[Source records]
-=-=-=-=-

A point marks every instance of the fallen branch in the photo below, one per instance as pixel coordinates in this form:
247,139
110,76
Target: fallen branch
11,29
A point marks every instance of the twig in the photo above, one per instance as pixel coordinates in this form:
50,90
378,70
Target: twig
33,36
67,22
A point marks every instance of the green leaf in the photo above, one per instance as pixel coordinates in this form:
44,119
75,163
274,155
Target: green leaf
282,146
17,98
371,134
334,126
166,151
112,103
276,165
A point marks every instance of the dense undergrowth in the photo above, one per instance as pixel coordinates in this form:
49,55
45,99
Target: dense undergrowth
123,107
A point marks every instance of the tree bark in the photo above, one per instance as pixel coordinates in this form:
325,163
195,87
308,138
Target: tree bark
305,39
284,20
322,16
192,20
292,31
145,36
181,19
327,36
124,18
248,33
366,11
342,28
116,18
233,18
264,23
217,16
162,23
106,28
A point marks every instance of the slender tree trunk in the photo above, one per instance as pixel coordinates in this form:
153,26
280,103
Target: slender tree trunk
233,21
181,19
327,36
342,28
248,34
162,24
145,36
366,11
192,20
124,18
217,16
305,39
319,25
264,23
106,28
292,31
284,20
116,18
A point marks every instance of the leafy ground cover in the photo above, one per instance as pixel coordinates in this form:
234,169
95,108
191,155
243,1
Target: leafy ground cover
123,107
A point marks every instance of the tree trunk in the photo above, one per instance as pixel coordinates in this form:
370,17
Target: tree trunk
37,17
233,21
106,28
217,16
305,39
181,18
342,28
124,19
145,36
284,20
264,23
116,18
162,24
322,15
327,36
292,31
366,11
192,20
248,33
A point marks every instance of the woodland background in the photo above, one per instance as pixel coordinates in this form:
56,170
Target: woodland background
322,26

-=-=-=-=-

WHAT TO WORK ON
Render the source records above as a Markdown table with the columns "Row" and "Record line," giving each line its own numbered row and omitting blank lines.

RESULT OF THE EXERCISE
| Row | Record line |
|---|---|
| 1 | A point marks every instance of the fallen branch in the photo below, one per instance as pixel coordinates in this form: |
| 2 | 247,139 |
| 3 | 110,76 |
| 4 | Target: fallen branch |
| 5 | 11,29 |
| 6 | A point marks every instance of the twig in the photo above, one per instance as pixel coordinates in this form: |
| 7 | 50,90 |
| 8 | 378,70 |
| 9 | Target: twig |
| 10 | 33,36 |
| 11 | 67,22 |
| 12 | A point marks every instance of the green leaf in the photo above, one per instance as pixel coordinates in this form: |
| 13 | 44,119 |
| 14 | 75,163 |
| 15 | 274,155 |
| 16 | Target: green leaf |
| 17 | 282,146 |
| 18 | 17,98 |
| 19 | 371,134 |
| 20 | 334,126 |
| 21 | 166,151 |
| 22 | 112,103 |
| 23 | 276,165 |
| 24 | A point marks every instance of the dense undergrowth in the photo above, one per instance as pixel coordinates in this form: |
| 25 | 49,55 |
| 26 | 45,99 |
| 27 | Target: dense undergrowth |
| 28 | 123,107 |
| 29 | A point marks every instance of the tree bark in the photo above, one per instance as pixel coordinates in this form: |
| 30 | 325,163 |
| 31 | 195,87 |
| 32 | 308,138 |
| 33 | Target: tree bark |
| 34 | 305,39 |
| 35 | 284,20 |
| 36 | 322,16 |
| 37 | 192,20 |
| 38 | 292,31 |
| 39 | 145,36 |
| 40 | 181,19 |
| 41 | 327,36 |
| 42 | 124,18 |
| 43 | 248,33 |
| 44 | 366,11 |
| 45 | 342,28 |
| 46 | 116,18 |
| 47 | 233,18 |
| 48 | 264,23 |
| 49 | 217,16 |
| 50 | 162,23 |
| 51 | 106,28 |
| 52 | A point marks every instance of the slender tree trunk in the photo above, one per instance as pixel coordinates in this form: |
| 53 | 153,26 |
| 54 | 280,103 |
| 55 | Target: slender tree trunk |
| 56 | 233,21 |
| 57 | 181,19 |
| 58 | 327,36 |
| 59 | 342,28 |
| 60 | 248,34 |
| 61 | 162,24 |
| 62 | 145,36 |
| 63 | 366,11 |
| 64 | 192,20 |
| 65 | 124,18 |
| 66 | 217,16 |
| 67 | 305,39 |
| 68 | 319,25 |
| 69 | 264,23 |
| 70 | 106,28 |
| 71 | 292,31 |
| 72 | 284,20 |
| 73 | 116,18 |
| 74 | A point marks every instance of the leafy ground cover in the photo above, one per instance as pixel coordinates in this form: |
| 75 | 234,169 |
| 76 | 95,108 |
| 77 | 191,155 |
| 78 | 243,1 |
| 79 | Target: leafy ground cover |
| 80 | 123,107 |
| 81 | A point marks every instance of the tree trunk in the photo above, one per instance as pixel coordinates in this form: |
| 82 | 370,17 |
| 83 | Target: tree trunk |
| 84 | 37,17 |
| 85 | 233,21 |
| 86 | 106,28 |
| 87 | 217,16 |
| 88 | 305,39 |
| 89 | 181,18 |
| 90 | 342,28 |
| 91 | 124,19 |
| 92 | 145,36 |
| 93 | 284,20 |
| 94 | 264,23 |
| 95 | 116,18 |
| 96 | 162,24 |
| 97 | 322,15 |
| 98 | 327,36 |
| 99 | 292,31 |
| 100 | 366,11 |
| 101 | 192,20 |
| 102 | 248,33 |
| 103 | A point marks every instance of the woodland background in the photo above, one per instance as pixel coordinates in this form: |
| 104 | 56,170 |
| 105 | Target: woodland background |
| 106 | 322,26 |